**LISTA DE EXERCÍCIOS**
(A) Responda, com base no texto sobre Acordos Transformativos:
(i) Em que data a Capes realizou o Workshop Colaborativo sobre Acesso Aberto e Acordos Transformativos?
(ii) Quantos registros de Acordos Transformativos o site da Iniciativa ESAC apresentava em maio de 2023?
(iii) Como se chamam em português os offset ou offsetting agreements?
(B) Transcreva fielmente o trecho do texto sobre Acordos Transformativos que vai de "Objeto controverso, os" até "industriais e militares.", incluindo essas palavras.

O Brasil tem avançado em direção à formalização dos chamados Acordos Transformativos. Exemplo disso foi o evento realizado em 17 de maio de 2023 pela Capes, Workshop Colaborativo sobre Acesso Aberto e Acordos Transformativos, que contou com a participação de Colleen Campbell (Coordenadora do Open Access 2020 Initiative), Andréa Vieira, (Coordenadora-geral do Portal de Periódicos da CAPES), André Brasil (Analista em Ciência e Tecnologia, servidor da CAPES e doutorando na Universidade de Leiden-Holanda), Abel Packer (Gestor do Programa SciELO), Glaucius Oliva (Vice-presidente da Academia Brasileira de Ciências), Hernan Muñoz (Diretor Acadêmico e Científico do Consórcio da Colômbia), Antonio Sánchez Pereyra (Diretor-geral de Bibliotecas e Serviços Digitais de Informação da Universidade Nacional Autônoma do México), Jeff MacKie Mason, Matthew Willmott, Rich Schneider e Günter Waibel (representantes da Universidade da Califórnia).

Objeto controverso, os Acordos Transformativos têm sido celebrados — em meio a críticas de pesquisadores e ativistas dos movimentos pela ciência aberta — por bibliotecas universitárias, instituições de pesquisa, agências governamentais e consórcios em todo o mundo, como é possível observar no site da Iniciativa ESAC, que, em maio de 2023, apresentava 768 registros de Acordos Transformativos.

Esses acordos se enquadram no escopo dos denominados offset ou offsetting agreements (em português, acordos de compensação), comuns no comércio internacional de bens e produtos industriais e militares. 

O termo Acordo Transformativo vem sendo difundido como referência a acordos negociados entre, de um lado, bibliotecas universitárias, consórcios ou agências de financiamento à pesquisa (como é o caso da Capes, no Brasil) e, de outro lado, editoras acadêmicas comerciais, em que os custos destinados anteriormente ao pagamento de assinaturas dos periódicos são redirecionados para cobrir taxas de publicação de artigos em acesso aberto (seja em periódicos híbridos ou em periódicos dourados, a depender das cláusulas negociadas em cada acordo).

**DADOS FORNECIDOS**
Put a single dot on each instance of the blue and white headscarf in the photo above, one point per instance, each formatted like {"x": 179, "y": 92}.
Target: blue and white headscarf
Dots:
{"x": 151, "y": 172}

**RESPOSTAS**
(A)
(i) Em 17 de maio de 2023.
(ii) 768 registros.
(iii) Acordos de compensação.

(B)
Objeto controverso, os Acordos Transformativos têm sido celebrados — em meio a críticas de pesquisadores e ativistas dos movimentos pela ciência aberta — por bibliotecas universitárias, instituições de pesquisa, agências governamentais e consórcios em todo o mundo, como é possível observar no site da Iniciativa ESAC, que, em maio de 2023, apresentava 768 registros de Acordos Transformativos.

Esses acordos se enquadram no escopo dos denominados offset ou offsetting agreements (em português, acordos de compensação), comuns no comércio internacional de bens e produtos industriais e militares.